▶ RECORD EXCERPTS:

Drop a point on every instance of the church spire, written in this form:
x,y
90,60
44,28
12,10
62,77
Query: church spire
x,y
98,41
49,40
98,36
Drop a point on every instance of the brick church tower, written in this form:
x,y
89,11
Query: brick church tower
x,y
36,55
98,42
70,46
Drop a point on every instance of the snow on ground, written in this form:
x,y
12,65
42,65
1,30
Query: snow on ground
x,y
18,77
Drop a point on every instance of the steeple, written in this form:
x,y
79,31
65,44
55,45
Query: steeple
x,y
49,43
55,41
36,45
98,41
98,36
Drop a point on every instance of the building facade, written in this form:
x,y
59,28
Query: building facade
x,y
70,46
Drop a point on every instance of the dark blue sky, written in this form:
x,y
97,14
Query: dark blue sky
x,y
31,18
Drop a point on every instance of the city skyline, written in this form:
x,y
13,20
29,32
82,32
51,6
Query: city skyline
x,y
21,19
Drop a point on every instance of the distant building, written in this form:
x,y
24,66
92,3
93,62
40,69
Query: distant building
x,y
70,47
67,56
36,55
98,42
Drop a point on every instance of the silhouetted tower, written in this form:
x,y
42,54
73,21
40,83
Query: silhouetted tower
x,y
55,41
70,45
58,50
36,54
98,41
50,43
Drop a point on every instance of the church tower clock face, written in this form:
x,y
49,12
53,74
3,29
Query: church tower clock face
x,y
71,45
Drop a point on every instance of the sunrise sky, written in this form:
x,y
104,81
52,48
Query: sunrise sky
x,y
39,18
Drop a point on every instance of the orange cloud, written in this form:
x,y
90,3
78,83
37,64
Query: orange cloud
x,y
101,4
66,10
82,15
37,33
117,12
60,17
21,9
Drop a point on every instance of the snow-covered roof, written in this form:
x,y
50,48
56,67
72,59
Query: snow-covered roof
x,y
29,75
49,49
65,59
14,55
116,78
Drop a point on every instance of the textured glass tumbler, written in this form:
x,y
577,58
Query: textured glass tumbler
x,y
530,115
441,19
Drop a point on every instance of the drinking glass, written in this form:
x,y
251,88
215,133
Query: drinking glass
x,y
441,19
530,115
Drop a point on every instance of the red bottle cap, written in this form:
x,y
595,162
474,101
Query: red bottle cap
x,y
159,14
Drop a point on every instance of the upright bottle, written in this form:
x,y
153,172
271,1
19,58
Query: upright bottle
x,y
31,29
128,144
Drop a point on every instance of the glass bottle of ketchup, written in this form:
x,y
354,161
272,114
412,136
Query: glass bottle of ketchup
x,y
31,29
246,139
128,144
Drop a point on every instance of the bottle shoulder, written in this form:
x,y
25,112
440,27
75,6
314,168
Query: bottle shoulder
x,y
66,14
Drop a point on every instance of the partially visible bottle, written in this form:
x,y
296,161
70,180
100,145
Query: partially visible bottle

▶ EXERCISE: Only the lines that hold the word "visible" are wanted; each should be pulled from the records.

▶ WRITTEN RESPONSE:
Drop a point on every instance of the partially visible bottle, written in this form:
Query: partially visible bottle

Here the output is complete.